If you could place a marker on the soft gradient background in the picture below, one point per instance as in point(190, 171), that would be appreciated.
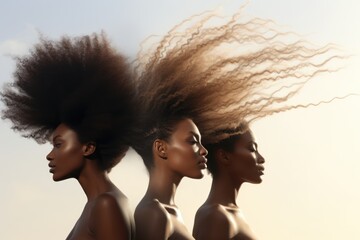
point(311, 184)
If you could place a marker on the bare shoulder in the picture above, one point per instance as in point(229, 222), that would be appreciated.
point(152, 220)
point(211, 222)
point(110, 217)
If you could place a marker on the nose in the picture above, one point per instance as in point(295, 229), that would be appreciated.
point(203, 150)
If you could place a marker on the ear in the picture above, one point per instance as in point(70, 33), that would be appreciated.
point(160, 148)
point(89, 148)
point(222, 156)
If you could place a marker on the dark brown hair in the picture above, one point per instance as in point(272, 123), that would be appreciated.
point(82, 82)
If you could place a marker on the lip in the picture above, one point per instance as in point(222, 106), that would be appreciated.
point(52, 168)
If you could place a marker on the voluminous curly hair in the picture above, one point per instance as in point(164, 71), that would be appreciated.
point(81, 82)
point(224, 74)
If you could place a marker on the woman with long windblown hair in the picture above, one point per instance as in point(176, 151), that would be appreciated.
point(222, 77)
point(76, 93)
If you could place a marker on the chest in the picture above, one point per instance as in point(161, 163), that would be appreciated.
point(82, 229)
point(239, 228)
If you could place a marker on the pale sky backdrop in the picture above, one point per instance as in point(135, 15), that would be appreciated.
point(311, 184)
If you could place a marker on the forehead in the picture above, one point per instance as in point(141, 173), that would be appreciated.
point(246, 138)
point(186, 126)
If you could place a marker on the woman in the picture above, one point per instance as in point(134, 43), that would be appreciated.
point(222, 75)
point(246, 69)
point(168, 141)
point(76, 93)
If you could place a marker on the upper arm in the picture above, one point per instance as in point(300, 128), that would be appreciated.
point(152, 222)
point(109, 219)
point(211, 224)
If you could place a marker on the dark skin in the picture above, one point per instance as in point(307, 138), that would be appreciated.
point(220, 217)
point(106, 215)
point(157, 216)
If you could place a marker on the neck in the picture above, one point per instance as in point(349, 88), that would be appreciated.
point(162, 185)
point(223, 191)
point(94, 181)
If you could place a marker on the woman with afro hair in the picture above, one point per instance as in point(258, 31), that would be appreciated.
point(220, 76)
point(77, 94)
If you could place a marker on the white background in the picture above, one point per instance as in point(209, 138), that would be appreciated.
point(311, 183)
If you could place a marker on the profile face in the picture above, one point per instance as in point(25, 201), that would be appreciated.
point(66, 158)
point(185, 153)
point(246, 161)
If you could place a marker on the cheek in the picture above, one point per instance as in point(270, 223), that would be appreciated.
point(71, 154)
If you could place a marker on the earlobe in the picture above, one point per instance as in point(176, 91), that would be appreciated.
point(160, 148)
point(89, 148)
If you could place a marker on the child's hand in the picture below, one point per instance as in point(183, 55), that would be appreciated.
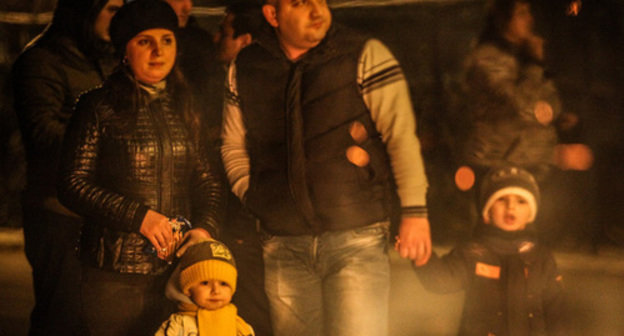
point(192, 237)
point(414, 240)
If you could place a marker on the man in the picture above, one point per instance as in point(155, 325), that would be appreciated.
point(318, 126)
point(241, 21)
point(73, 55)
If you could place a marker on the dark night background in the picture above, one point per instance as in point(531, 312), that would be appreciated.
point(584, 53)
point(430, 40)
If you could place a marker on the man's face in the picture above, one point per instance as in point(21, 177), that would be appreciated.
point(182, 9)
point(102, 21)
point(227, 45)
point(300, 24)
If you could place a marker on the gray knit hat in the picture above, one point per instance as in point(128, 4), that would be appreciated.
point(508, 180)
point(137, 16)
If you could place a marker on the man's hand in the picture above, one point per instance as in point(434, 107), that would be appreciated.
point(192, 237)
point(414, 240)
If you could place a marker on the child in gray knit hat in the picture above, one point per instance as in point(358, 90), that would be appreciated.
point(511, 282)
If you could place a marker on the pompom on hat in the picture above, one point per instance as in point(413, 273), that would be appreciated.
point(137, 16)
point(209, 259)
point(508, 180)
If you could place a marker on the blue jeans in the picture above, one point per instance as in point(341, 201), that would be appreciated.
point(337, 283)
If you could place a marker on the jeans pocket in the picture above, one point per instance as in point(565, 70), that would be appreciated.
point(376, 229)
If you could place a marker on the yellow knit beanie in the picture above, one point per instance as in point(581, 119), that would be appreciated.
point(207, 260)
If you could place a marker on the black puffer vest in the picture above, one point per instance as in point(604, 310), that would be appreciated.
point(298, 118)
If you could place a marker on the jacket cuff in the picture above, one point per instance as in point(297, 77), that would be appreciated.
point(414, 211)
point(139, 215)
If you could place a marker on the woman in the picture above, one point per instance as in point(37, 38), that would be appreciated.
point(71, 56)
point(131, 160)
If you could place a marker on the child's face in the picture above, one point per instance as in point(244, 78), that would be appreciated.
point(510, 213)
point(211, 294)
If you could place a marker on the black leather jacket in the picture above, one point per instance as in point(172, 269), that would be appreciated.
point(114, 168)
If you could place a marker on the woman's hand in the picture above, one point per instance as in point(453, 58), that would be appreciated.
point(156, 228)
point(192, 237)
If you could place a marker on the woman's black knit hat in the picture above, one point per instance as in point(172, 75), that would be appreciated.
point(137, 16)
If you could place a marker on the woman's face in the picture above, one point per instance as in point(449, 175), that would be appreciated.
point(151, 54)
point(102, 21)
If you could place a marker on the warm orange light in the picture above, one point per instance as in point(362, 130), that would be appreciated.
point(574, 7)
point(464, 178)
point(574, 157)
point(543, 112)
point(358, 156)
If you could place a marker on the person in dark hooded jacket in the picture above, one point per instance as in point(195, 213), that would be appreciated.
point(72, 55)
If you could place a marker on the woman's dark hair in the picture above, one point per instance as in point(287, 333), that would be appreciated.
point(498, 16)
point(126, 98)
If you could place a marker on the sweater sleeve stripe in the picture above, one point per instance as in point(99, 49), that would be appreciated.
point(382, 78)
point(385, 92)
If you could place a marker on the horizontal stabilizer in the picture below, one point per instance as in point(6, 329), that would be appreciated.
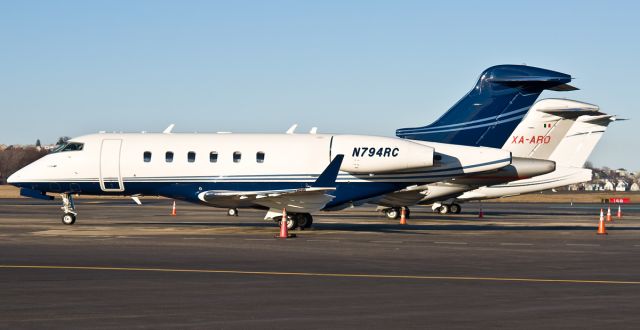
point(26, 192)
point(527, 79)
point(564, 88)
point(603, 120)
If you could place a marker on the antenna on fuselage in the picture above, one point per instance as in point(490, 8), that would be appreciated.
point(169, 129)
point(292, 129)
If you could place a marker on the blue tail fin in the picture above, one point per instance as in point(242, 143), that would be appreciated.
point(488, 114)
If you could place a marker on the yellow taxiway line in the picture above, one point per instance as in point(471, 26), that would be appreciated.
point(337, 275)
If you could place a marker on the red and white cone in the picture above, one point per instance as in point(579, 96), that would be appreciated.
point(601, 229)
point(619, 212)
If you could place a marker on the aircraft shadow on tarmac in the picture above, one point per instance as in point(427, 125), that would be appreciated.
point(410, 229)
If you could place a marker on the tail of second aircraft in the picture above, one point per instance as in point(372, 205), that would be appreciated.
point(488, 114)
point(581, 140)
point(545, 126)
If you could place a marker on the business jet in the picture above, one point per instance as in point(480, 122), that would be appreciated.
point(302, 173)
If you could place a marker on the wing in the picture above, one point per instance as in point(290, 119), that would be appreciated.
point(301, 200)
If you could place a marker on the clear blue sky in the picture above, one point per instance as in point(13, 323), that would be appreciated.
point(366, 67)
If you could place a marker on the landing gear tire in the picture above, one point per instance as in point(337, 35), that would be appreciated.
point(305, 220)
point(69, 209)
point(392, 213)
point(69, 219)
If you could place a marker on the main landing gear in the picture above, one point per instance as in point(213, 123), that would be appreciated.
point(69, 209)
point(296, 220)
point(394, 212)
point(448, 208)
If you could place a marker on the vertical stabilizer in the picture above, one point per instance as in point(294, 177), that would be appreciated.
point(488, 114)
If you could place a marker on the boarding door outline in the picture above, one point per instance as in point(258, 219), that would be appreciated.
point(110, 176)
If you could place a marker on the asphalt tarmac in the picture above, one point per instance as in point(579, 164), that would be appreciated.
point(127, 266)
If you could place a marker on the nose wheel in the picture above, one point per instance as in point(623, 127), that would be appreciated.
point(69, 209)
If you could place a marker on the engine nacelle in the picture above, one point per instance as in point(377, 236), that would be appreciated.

▸ TASK ITEM
Write the "If you could place a marker on the nose wheel" line and all later lines exactly. Stop at the end of the data.

▸ TASK SOLUTION
If you could place a marker on the nose wheel in the picture above, one point per instance as in point(623, 127), that would be appreciated.
point(69, 209)
If you could place a marker on the engine nacelle in the picture above, one point per instance as in point(377, 236), that would be appreciated.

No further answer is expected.